● GIVEN ENTRIES
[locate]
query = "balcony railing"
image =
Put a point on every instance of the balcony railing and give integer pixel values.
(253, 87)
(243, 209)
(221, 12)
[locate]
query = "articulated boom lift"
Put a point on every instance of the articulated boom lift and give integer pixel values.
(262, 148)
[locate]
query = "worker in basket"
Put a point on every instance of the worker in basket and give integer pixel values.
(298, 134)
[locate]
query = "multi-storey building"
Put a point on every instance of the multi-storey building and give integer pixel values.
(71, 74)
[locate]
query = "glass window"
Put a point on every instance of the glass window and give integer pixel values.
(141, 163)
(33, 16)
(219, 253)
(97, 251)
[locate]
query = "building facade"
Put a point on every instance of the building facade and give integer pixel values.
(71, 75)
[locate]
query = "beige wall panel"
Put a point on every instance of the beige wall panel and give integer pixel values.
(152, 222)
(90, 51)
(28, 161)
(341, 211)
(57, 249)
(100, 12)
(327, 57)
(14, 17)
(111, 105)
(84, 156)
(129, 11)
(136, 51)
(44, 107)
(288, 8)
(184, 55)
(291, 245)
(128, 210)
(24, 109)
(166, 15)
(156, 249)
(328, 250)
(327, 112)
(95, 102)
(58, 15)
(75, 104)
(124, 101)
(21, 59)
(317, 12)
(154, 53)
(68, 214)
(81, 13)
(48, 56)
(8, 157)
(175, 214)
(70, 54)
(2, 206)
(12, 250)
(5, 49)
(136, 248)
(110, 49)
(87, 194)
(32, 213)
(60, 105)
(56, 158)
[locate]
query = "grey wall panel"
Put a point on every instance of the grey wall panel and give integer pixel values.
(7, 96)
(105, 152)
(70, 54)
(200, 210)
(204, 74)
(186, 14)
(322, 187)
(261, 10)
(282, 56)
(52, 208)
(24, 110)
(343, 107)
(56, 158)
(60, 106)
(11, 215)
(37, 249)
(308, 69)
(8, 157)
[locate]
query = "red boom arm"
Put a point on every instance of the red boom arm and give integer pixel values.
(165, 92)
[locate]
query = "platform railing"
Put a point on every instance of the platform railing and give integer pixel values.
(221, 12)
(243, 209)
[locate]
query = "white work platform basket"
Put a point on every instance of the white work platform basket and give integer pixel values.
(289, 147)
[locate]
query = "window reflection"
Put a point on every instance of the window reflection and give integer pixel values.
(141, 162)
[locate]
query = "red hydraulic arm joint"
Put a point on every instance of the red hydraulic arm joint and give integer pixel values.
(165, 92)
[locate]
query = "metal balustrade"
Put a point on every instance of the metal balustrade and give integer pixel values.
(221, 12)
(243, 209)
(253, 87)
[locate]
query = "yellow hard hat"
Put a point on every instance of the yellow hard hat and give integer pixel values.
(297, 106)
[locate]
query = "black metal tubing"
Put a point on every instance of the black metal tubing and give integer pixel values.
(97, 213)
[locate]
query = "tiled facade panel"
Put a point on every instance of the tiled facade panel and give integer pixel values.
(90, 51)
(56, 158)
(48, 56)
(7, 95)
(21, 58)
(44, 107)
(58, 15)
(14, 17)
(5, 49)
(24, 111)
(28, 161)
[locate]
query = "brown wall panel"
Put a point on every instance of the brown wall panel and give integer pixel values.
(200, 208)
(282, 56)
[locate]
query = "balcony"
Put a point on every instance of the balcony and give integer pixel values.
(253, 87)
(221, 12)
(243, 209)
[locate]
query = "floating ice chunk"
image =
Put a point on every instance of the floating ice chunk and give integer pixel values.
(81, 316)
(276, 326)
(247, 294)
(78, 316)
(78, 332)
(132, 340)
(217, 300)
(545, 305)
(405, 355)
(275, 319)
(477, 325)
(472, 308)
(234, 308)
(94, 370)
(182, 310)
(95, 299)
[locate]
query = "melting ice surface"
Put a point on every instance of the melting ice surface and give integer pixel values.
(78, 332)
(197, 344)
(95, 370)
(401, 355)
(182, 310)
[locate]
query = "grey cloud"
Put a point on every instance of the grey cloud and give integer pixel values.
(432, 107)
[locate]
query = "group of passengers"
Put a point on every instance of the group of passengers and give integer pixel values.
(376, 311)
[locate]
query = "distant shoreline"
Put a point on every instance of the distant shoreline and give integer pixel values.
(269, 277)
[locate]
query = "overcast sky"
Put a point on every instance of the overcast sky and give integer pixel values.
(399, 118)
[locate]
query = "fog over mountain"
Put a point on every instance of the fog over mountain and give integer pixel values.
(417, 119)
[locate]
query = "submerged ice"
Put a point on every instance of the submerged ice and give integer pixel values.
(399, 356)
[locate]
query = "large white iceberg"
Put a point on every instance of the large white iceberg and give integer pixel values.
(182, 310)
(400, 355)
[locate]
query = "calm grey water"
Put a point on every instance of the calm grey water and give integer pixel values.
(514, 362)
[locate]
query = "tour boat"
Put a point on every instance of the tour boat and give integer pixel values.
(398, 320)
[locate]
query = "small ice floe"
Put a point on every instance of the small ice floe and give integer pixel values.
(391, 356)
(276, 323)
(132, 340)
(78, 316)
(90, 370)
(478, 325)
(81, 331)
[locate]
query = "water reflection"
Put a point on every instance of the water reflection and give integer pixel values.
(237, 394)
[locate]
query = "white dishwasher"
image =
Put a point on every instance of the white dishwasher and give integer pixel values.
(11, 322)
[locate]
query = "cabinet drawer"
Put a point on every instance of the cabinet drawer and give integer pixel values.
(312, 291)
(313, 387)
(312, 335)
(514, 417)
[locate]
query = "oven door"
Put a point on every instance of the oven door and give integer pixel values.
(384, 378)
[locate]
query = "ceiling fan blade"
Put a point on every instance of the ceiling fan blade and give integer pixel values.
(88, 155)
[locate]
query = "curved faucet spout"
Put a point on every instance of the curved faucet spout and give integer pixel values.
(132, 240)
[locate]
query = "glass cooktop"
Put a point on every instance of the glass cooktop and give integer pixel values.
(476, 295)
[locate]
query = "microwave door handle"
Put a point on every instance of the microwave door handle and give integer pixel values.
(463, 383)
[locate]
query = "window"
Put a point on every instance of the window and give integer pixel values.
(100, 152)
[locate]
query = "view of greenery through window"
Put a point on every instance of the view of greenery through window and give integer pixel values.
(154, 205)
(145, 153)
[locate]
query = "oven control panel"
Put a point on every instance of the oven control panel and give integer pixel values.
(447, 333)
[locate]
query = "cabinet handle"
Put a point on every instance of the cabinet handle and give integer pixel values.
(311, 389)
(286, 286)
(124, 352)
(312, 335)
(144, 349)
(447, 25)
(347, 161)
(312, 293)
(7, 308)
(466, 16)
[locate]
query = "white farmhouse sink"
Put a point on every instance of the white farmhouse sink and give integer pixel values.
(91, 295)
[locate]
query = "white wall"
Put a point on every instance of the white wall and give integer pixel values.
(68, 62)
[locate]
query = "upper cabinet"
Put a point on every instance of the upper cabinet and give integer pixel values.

● REQUIRED TASK
Each record must be returned exactly as it is written.

● THE COMPLETED TASK
[locate]
query = "balcony railing"
image =
Put a point on every instance of the balcony railing and give integer pixel values.
(253, 87)
(243, 209)
(221, 12)
[locate]
query = "articulated boom lift"
Put a point on every instance of the articulated boom lift and give integer pixel values.
(262, 148)
[locate]
query = "worker in basket"
Put a point on every instance of the worker in basket and give integer pixel values.
(298, 134)
[locate]
query = "multi-storey building"
Put a point on every instance of the multi-storey building and give integer pixel values.
(71, 74)
[locate]
query = "glass window"
Put a point on every instance of the glass window and give integer pixel values.
(141, 163)
(33, 16)
(219, 253)
(97, 251)
[locate]
query = "building facade"
Put a point on every instance of the building facade and give integer pixel values.
(71, 75)
[locate]
query = "beige wall panel"
Put a point on every instance of the beige wall panel and give integer pixel values.
(152, 222)
(90, 51)
(28, 161)
(341, 211)
(57, 249)
(100, 12)
(327, 57)
(14, 17)
(111, 105)
(84, 156)
(129, 11)
(136, 51)
(44, 107)
(288, 8)
(184, 55)
(291, 245)
(128, 210)
(24, 109)
(166, 15)
(156, 249)
(328, 250)
(327, 112)
(95, 102)
(58, 15)
(75, 104)
(124, 101)
(21, 59)
(317, 12)
(154, 53)
(68, 214)
(81, 13)
(48, 56)
(8, 157)
(175, 214)
(70, 54)
(2, 206)
(12, 250)
(5, 49)
(136, 248)
(110, 49)
(87, 194)
(32, 213)
(60, 105)
(56, 158)
[locate]
query = "grey wall panel"
Put a point on every instance of the grey wall panel and give integer pixel values.
(7, 96)
(105, 152)
(70, 54)
(200, 210)
(204, 74)
(186, 14)
(322, 187)
(261, 10)
(282, 56)
(52, 208)
(24, 110)
(343, 107)
(56, 158)
(60, 106)
(11, 215)
(37, 249)
(308, 69)
(8, 157)
[locate]
query = "red boom arm"
Put a point on every instance of the red boom arm and give integer pixel values.
(165, 92)
[locate]
query = "platform railing"
Put a point on every instance of the platform railing and give integer pixel values.
(221, 12)
(243, 209)
[locate]
query = "white work platform basket"
Put a point on every instance of the white work platform basket and give integer pixel values.
(289, 147)
[locate]
query = "window reflection"
Put a point on every instance of the window reflection and give integer pixel values.
(141, 162)
[locate]
query = "red hydraulic arm joint"
Put a point on every instance of the red hydraulic arm joint and give integer pixel values.
(165, 92)
[locate]
query = "metal balustrade"
Put a point on every instance of the metal balustrade and give integer pixel values.
(221, 12)
(243, 209)
(253, 87)
[locate]
query = "yellow hard hat"
Put a point on every instance of the yellow hard hat and give integer pixel values.
(297, 106)
[locate]
query = "black metal tubing"
Put a point on every instance of the black metal tubing and give integer pixel values.
(97, 213)
[locate]
query = "tiled facade panel"
Put a point on every instance of the tiled facade panel and give integer pixel values.
(90, 51)
(56, 158)
(48, 56)
(7, 95)
(21, 58)
(44, 107)
(58, 15)
(14, 17)
(5, 49)
(24, 111)
(28, 161)
[locate]
query = "brown wall panel"
Put a point on every instance of the brown wall panel and give integer pixel values.
(200, 208)
(282, 56)
[locate]
query = "balcony"
Put a point on every instance of the balcony and give integer pixel values.
(253, 87)
(221, 12)
(243, 209)
[locate]
query = "floating ice chunk"
image =
Put a point on every instance of the floating ice chunk and give integer pixel values.
(81, 316)
(276, 326)
(247, 294)
(78, 316)
(78, 332)
(132, 340)
(217, 300)
(545, 305)
(405, 355)
(275, 319)
(477, 325)
(472, 308)
(234, 308)
(94, 370)
(182, 310)
(95, 299)
[locate]
query = "melting ice surface"
Put a point on every instance of the melting ice surface and give integer pixel values.
(78, 332)
(197, 344)
(95, 370)
(401, 355)
(182, 310)
[locate]
query = "grey cloud"
Put a point on every instance of the grey cloud and give integer pixel values.
(432, 107)
[locate]
query = "group of passengers"
Put a point on every instance of the group of passengers and give integer pixel values.
(376, 311)
[locate]
query = "distant shoreline"
Put a point on every instance of the distant shoreline and give integer pixel values.
(269, 277)
[locate]
query = "overcast sky"
Put a point on every instance of the overcast sky and give integer pixel values.
(399, 118)
[locate]
query = "fog over mountain"
Put a point on every instance of the fog over mountain and give integer pixel values.
(417, 119)
[locate]
query = "submerged ice"
Put a point on every instance of the submerged ice and give integer pixel values.
(399, 356)
[locate]
query = "large white iceberg"
Put a point on every instance of the large white iceberg and give integer pixel values.
(182, 310)
(400, 355)
[locate]
query = "calm grey water"
Put a point on every instance of the calm grey water and give integer pixel values.
(514, 362)
[locate]
query = "tour boat"
Put a point on every instance of the tour boat and give integer pixel values.
(398, 320)
[locate]
query = "small ice floe"
Put a point on every instance of the small ice floe and give integer pixel values.
(391, 356)
(276, 323)
(132, 340)
(78, 316)
(90, 370)
(478, 325)
(81, 331)
[locate]
query = "water reflection"
Put a point on every instance of the water reflection and give integer pixel values.
(237, 394)
[locate]
query = "white dishwasher"
image =
Put a point on every instance of the white dishwasher and give integer pixel values.
(11, 322)
[locate]
query = "cabinet drawer"
Put a point on every instance of the cabinet drawer and give integer pixel values.
(312, 291)
(313, 387)
(312, 335)
(514, 417)
[locate]
query = "oven door"
Put a point on every instance of the oven door and give integer pixel values.
(384, 378)
[locate]
query = "ceiling fan blade"
Put a point on every instance of the ceiling fan blade and give integer pixel values.
(88, 155)
[locate]
query = "curved faucet spout"
Put a point on every instance of the curved faucet spout and give integer pixel values.
(132, 240)
[locate]
query = "glass cooktop"
Put a point on every instance of the glass cooktop and give integer pixel values.
(476, 295)
[locate]
query = "microwave door handle"
Put a point on every instance of the microwave door handle and give integer pixel values.
(463, 383)
[locate]
query = "window"
Put a point on every instance of the window and give integer pixel values.
(100, 152)
[locate]
query = "view of greenery through window"
Put a point on every instance of the view of greenery through window and give integer pixel values.
(154, 205)
(145, 153)
[locate]
query = "oven control panel"
Put a point on every instance of the oven control panel and give integer pixel values.
(447, 333)
[locate]
query = "cabinet handle"
Put a point on every instance of the cabinet handle and give integer pixel values.
(311, 389)
(286, 286)
(124, 352)
(312, 335)
(144, 349)
(447, 25)
(347, 161)
(312, 293)
(7, 308)
(466, 16)
[locate]
query = "white farmhouse sink"
Put a point on every instance of the white farmhouse sink and give integer pixel values.
(91, 295)
[locate]
query = "white wall"
Put a point on every instance of the white wall and give integer pixel values.
(68, 62)
[locate]
query = "upper cabinet"
Put a point on every instance of the upper cabinet and give integer pixel values.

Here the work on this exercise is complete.